*** Dataset entries ***

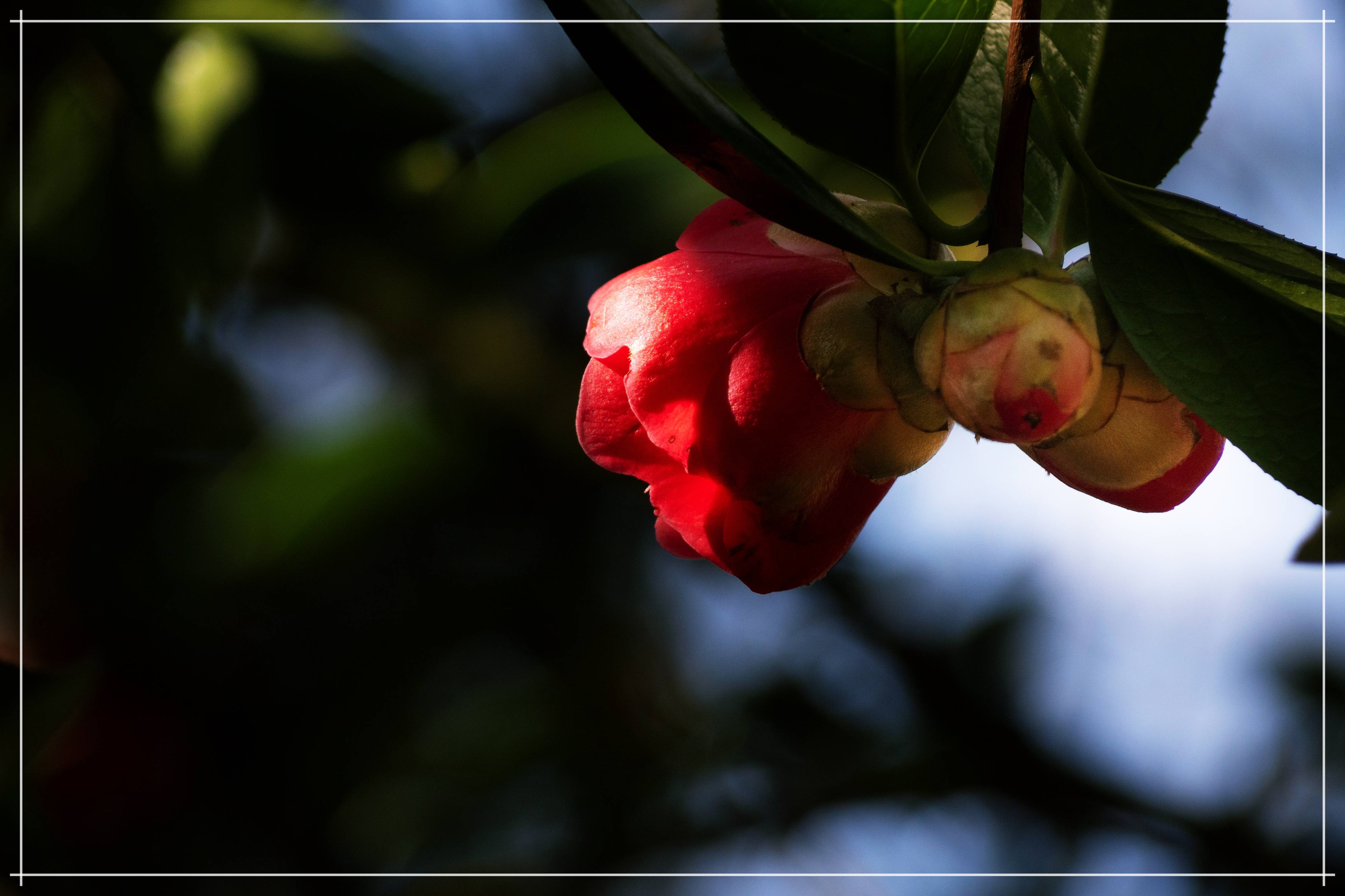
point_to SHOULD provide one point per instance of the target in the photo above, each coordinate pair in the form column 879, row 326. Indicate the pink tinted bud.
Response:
column 1012, row 350
column 1138, row 447
column 699, row 386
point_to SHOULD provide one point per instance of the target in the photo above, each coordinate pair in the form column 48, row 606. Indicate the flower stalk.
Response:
column 1015, row 116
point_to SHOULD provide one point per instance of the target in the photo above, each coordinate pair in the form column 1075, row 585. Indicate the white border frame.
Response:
column 24, row 874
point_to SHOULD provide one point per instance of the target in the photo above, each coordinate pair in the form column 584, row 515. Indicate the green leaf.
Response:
column 1274, row 265
column 1136, row 93
column 688, row 119
column 1251, row 369
column 856, row 89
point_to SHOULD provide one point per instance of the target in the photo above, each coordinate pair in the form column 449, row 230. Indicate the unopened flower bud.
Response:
column 1138, row 447
column 1012, row 349
column 857, row 338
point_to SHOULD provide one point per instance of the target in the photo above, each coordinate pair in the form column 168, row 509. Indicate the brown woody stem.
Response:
column 1015, row 113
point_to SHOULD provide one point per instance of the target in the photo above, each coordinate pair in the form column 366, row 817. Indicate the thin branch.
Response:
column 1015, row 115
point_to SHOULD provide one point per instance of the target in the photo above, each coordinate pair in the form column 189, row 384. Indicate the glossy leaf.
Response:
column 1276, row 265
column 1251, row 367
column 688, row 119
column 1137, row 95
column 860, row 90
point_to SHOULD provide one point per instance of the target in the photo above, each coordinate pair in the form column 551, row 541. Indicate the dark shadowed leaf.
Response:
column 854, row 89
column 1137, row 95
column 686, row 117
column 1253, row 369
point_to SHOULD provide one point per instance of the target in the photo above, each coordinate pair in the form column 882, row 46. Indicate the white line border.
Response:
column 22, row 874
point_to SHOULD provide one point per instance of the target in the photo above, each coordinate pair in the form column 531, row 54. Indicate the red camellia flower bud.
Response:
column 1012, row 349
column 697, row 386
column 1138, row 447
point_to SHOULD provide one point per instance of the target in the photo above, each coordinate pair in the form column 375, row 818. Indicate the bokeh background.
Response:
column 318, row 580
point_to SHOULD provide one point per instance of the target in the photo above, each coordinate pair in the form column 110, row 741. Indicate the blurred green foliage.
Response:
column 419, row 633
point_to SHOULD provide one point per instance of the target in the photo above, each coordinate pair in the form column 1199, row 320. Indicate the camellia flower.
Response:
column 1012, row 349
column 1138, row 447
column 699, row 386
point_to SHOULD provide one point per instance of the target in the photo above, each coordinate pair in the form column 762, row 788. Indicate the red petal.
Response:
column 728, row 226
column 1169, row 489
column 608, row 432
column 776, row 502
column 680, row 316
column 672, row 542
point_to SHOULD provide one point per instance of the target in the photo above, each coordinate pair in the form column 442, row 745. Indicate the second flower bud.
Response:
column 1012, row 349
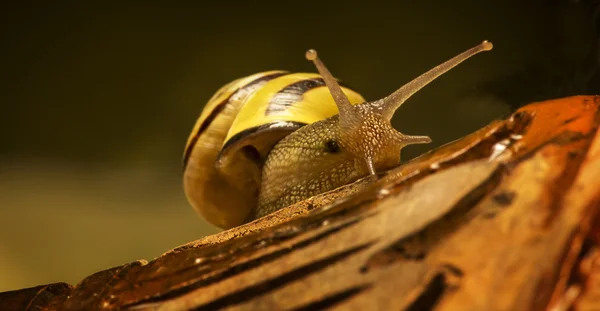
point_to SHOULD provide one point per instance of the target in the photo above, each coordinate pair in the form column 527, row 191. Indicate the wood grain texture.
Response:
column 505, row 218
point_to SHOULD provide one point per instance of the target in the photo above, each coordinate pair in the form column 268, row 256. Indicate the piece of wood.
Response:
column 505, row 218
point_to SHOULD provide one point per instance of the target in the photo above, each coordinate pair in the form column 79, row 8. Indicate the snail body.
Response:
column 274, row 138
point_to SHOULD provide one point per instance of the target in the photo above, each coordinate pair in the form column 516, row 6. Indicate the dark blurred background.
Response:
column 98, row 100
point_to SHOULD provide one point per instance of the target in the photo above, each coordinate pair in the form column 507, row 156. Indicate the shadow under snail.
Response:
column 269, row 140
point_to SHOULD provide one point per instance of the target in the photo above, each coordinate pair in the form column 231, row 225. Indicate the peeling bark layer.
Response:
column 505, row 218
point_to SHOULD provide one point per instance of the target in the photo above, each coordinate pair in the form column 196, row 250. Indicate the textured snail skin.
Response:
column 250, row 153
column 301, row 166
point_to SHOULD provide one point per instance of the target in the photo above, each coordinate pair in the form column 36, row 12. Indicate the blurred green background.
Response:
column 98, row 100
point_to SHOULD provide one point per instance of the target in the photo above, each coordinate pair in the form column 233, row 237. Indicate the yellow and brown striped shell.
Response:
column 233, row 136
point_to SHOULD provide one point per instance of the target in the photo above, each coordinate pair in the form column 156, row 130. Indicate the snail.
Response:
column 268, row 140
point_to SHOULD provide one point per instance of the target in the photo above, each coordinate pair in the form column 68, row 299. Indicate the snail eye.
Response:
column 332, row 146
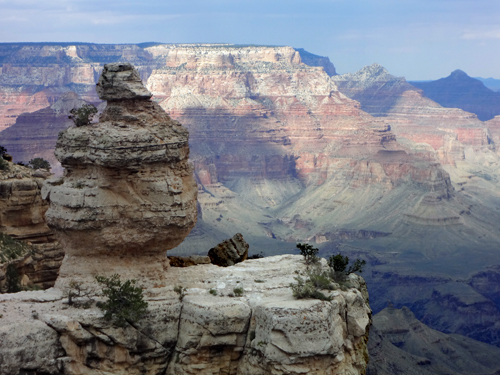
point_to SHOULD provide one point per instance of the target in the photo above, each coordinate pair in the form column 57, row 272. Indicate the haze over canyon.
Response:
column 285, row 151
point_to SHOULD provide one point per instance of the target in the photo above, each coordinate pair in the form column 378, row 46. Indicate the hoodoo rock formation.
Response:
column 126, row 197
column 128, row 193
column 286, row 151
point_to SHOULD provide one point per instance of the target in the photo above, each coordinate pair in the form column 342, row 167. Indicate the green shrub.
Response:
column 39, row 163
column 4, row 166
column 181, row 291
column 308, row 252
column 83, row 115
column 125, row 301
column 321, row 279
column 11, row 249
column 238, row 292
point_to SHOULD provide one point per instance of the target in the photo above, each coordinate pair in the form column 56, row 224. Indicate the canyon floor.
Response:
column 287, row 151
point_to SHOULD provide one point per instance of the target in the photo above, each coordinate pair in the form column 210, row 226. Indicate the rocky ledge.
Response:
column 265, row 331
column 22, row 217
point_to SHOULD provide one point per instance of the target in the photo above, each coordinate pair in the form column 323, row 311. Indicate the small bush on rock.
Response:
column 181, row 291
column 83, row 115
column 309, row 253
column 125, row 301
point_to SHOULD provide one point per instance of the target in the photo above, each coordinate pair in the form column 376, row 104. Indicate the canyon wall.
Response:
column 286, row 151
column 22, row 218
column 126, row 197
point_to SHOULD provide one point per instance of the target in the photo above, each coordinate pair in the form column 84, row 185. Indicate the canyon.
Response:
column 127, row 196
column 285, row 150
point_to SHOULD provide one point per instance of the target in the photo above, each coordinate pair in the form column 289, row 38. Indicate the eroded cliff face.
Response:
column 128, row 193
column 266, row 331
column 281, row 154
column 22, row 217
column 126, row 197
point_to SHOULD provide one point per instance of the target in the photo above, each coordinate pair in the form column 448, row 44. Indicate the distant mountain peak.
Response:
column 458, row 74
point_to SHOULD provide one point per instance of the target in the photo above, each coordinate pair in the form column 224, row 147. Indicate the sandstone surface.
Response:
column 229, row 252
column 34, row 134
column 282, row 155
column 266, row 331
column 127, row 195
column 22, row 212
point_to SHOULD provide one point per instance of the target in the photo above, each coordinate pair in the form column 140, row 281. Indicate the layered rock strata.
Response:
column 128, row 193
column 400, row 344
column 458, row 90
column 22, row 212
column 35, row 134
column 229, row 252
column 448, row 131
column 266, row 331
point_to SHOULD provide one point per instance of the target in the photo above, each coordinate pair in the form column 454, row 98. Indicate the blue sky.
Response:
column 424, row 39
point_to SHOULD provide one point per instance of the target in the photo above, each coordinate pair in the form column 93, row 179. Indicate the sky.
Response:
column 417, row 39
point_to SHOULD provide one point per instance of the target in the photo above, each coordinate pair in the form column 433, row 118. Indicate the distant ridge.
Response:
column 458, row 90
column 491, row 83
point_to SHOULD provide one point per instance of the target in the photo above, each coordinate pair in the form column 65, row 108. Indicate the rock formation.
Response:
column 22, row 212
column 229, row 252
column 128, row 194
column 35, row 134
column 281, row 154
column 400, row 344
column 458, row 90
column 266, row 331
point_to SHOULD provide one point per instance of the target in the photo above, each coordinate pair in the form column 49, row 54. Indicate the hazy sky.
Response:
column 418, row 39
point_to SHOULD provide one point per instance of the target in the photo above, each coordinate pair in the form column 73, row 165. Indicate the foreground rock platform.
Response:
column 266, row 331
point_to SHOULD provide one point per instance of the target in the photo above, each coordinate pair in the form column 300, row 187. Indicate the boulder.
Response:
column 229, row 252
column 121, row 81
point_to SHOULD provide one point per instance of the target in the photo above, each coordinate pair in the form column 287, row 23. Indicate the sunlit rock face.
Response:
column 128, row 192
column 209, row 331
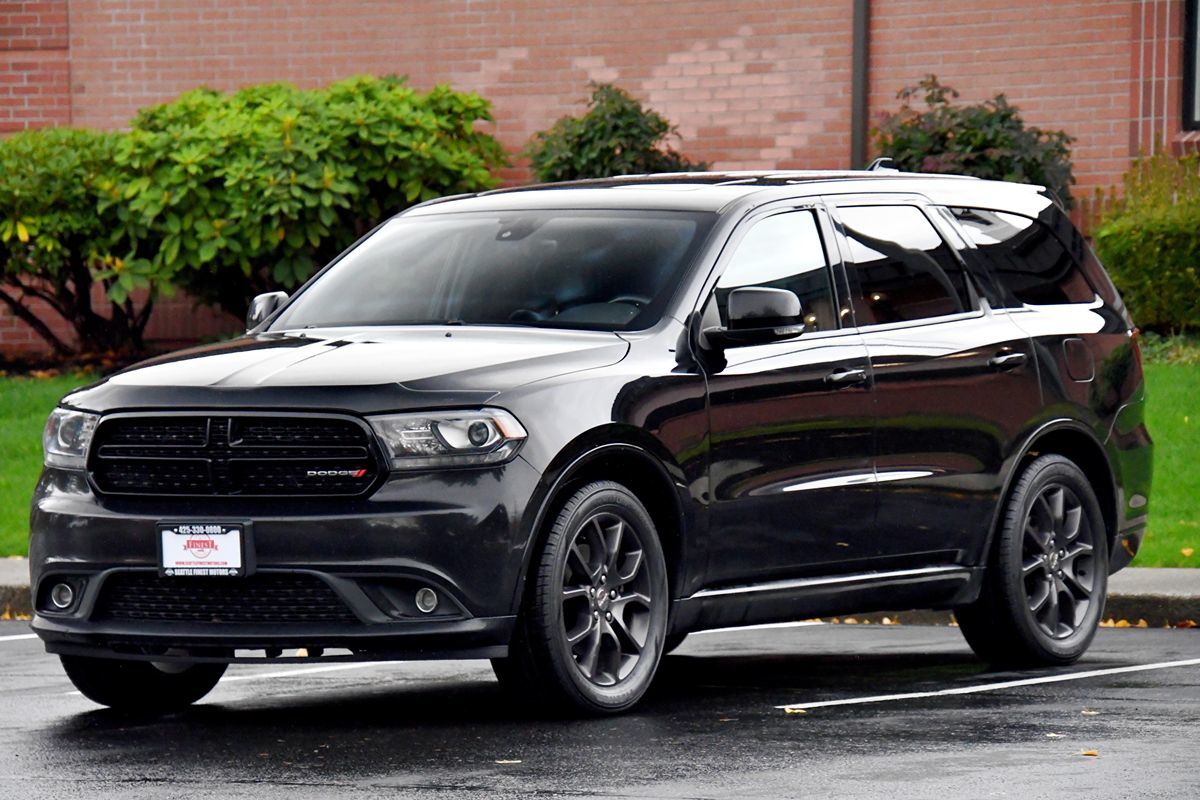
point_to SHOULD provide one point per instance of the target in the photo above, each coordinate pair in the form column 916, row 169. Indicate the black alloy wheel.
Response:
column 1044, row 585
column 1059, row 563
column 606, row 606
column 592, row 629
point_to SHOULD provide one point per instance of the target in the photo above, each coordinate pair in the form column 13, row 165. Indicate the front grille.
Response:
column 264, row 599
column 250, row 456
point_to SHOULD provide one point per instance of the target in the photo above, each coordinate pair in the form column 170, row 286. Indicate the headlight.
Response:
column 449, row 438
column 66, row 438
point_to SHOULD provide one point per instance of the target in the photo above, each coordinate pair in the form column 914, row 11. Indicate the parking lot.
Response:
column 711, row 728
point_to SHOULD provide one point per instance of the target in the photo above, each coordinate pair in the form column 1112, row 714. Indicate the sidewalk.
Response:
column 1161, row 596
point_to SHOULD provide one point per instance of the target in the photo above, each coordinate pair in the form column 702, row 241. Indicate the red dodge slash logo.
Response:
column 201, row 547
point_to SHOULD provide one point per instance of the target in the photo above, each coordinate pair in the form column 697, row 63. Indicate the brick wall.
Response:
column 35, row 73
column 750, row 84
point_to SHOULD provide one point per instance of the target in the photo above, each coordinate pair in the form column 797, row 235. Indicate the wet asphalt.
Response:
column 711, row 727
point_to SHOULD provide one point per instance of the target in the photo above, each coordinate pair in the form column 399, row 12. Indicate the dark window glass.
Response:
column 1031, row 264
column 599, row 270
column 900, row 268
column 784, row 252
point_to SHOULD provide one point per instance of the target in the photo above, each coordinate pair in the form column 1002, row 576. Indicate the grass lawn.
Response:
column 24, row 404
column 1173, row 415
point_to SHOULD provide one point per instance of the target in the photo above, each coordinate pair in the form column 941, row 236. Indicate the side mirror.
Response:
column 757, row 316
column 262, row 307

*** End of Dataset entries ***

Take the lines from the start of the material to the line with "the flower stalk.", both included, and transcribe them exactly without the pictures.

point_to SHOULD provide one point per instance of the target in the photo above, each coordinate pair in the form column 879, row 326. Indicate the pink tinted bud.
Response:
column 1012, row 350
column 1138, row 447
column 699, row 386
point_to SHOULD provide one point per instance of the target in the photo above, each coordinate pair in the form column 48, row 606. Indicate the flower stalk.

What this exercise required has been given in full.